## GOAL
Rewrite all of the records below, changing "innermost point" to "most interior point" wherever it occurs and keeping everything else the same.

BEGIN SUPPLIED INFORMATION

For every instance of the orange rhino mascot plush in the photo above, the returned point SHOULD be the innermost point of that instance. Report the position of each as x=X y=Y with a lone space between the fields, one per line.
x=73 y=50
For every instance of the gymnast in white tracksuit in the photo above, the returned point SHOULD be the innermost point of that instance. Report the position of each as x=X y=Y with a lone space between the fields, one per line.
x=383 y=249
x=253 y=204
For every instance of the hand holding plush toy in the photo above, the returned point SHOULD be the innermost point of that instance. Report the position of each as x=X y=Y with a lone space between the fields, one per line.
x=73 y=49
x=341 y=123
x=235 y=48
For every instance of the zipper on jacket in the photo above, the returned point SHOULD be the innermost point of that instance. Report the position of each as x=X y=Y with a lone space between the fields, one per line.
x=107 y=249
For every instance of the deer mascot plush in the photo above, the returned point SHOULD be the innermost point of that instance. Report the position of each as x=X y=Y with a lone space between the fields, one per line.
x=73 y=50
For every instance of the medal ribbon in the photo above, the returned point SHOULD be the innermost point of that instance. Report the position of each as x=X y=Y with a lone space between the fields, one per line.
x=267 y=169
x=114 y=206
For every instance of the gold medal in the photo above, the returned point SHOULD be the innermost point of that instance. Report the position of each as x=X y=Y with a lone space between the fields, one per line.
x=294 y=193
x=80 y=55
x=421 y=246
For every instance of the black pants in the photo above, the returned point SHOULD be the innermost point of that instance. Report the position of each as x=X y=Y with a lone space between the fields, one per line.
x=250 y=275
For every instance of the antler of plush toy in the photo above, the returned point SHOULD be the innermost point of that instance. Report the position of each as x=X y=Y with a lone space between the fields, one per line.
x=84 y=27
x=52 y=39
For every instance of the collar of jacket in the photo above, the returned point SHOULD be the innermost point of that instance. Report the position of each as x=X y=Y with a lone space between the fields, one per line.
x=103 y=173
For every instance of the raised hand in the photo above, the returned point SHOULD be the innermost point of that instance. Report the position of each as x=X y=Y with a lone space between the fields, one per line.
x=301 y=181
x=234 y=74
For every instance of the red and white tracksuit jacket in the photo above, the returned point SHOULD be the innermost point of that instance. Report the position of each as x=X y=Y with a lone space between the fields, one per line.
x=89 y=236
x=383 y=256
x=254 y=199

END SUPPLIED INFORMATION

## SOLUTION FOR THIS TASK
For every instance of the orange rhino mascot plush in the photo above, the returned point SHOULD be the most interior point of that instance. Report the position of each as x=X y=Y with a lone space between the fields, one per line.
x=73 y=50
For every instance of the gymnast in white tracksuit in the photo above, the returned point SHOULD be the most interior point of that instance. Report the position of each as x=X y=Y with a lone space between the fields, one per line.
x=383 y=249
x=253 y=204
For every instance of the hand holding plush toy in the photo above, the returned point SHOULD be the most interior point of that instance. Report the position of each as x=X y=Y with a lone space between the fields, one per line.
x=73 y=49
x=341 y=123
x=235 y=48
For every instance of the zipper on jacket in the photo above, the returned point SHOULD be the most interior point of that instance. Report the position of each as x=X y=Y with a lone space between the fields, one per line.
x=107 y=249
For every instance of the deer mascot plush in the photo above, the returned point SHOULD be the most interior point of that instance. Report the position of each as x=X y=Y with a lone space between the fields, one per line.
x=73 y=50
For every instance of the medal ribbon in the photo above, the returned point SHOULD be the most interior point of that instance. Report the position of each as x=X y=Y with a lone space between the fields, one per line.
x=267 y=169
x=114 y=206
For every instance of the gold medal in the photo above, the returned point SHOULD be the most interior point of that instance. Report the position of each as x=X y=Y with a lone space between the fields, one per line.
x=294 y=193
x=80 y=55
x=421 y=246
For every instance of the black pants in the photo above, the returned point SHOULD be the most interior point of that instance. Report the position of each as x=X y=Y with a lone space between the fields, one per line.
x=250 y=275
For every instance of the antler of plush toy in the photo above, the returned point SHOULD be the most interior point of that instance. Report the position of each as x=X y=Y with a lone space between the fields, one per line.
x=84 y=27
x=52 y=39
For every instance of the collar of jacket in the photo above, the returned point SHOULD be the most interior point of that instance. Report the position of each as x=X y=Y with a lone space between the fields, one per line.
x=103 y=173
For every instance of the raised hand in the photo above, the returned point SHOULD be the most interior point of that instance. Report the position of each as x=X y=Y with a lone space between the fields, one per line.
x=301 y=181
x=234 y=74
For every instance of the red and white tracksuit jacket in the photo above, the returned point SHOULD be the most interior point of that instance. Report the position of each as x=X y=Y with a lone space between the fields, one per line.
x=89 y=236
x=383 y=256
x=254 y=199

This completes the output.